» WHAT IS EXPECTED
Please count how many lines in the entries below contain "chair" and reply with the figure alone.

» INPUT RECORDS
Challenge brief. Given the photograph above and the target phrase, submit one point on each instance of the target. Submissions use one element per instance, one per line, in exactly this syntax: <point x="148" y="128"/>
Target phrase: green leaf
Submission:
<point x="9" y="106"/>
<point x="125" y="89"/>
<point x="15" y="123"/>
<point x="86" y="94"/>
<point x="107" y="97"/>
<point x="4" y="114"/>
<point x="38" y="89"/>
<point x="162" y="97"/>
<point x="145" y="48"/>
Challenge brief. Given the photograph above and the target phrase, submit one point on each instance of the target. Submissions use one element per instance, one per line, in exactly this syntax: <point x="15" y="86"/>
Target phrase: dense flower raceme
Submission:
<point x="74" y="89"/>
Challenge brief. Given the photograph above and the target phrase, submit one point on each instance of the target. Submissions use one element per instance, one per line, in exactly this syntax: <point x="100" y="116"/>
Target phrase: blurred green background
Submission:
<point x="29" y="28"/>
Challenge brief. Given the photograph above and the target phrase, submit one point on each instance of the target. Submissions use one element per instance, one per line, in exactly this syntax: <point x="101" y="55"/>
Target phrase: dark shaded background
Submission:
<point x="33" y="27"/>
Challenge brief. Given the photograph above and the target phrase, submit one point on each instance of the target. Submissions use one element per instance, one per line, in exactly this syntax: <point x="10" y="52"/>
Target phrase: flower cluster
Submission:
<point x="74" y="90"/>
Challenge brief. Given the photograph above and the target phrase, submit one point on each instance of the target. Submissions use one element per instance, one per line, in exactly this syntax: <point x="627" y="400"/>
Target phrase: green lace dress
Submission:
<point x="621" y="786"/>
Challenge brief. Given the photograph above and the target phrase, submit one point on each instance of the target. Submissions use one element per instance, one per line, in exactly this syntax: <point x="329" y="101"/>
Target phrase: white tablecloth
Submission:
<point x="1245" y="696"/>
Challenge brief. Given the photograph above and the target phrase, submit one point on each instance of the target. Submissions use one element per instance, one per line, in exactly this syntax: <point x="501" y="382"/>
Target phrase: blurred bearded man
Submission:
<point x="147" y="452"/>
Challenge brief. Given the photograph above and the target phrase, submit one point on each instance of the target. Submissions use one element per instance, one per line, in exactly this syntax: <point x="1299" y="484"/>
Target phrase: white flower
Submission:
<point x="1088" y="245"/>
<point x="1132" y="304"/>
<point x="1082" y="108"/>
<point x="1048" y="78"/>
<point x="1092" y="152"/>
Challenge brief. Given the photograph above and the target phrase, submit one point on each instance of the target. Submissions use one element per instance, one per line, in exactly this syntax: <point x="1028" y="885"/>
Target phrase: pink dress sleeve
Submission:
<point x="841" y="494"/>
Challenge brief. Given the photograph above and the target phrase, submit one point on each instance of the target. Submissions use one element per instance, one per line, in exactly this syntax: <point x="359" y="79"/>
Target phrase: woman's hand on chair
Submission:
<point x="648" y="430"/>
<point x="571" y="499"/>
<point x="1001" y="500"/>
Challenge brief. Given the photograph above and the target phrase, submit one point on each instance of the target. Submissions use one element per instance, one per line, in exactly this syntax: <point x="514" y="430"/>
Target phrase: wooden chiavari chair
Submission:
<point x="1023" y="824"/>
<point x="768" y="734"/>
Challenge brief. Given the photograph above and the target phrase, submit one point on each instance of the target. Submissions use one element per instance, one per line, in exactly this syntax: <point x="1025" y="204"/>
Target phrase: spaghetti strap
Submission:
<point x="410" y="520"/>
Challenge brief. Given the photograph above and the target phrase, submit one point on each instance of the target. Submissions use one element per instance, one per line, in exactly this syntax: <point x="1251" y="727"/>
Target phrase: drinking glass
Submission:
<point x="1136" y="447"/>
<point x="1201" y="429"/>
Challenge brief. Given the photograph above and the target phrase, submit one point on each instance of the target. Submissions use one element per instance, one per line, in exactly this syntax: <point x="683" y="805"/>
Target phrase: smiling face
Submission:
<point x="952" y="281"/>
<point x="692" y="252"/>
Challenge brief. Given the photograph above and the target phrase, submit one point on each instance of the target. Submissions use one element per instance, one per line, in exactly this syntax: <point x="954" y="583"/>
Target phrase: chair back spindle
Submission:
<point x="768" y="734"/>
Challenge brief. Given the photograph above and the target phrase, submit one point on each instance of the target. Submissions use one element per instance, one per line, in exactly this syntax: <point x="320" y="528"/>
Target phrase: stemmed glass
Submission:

» RESPONSE FOR THIS EXERCISE
3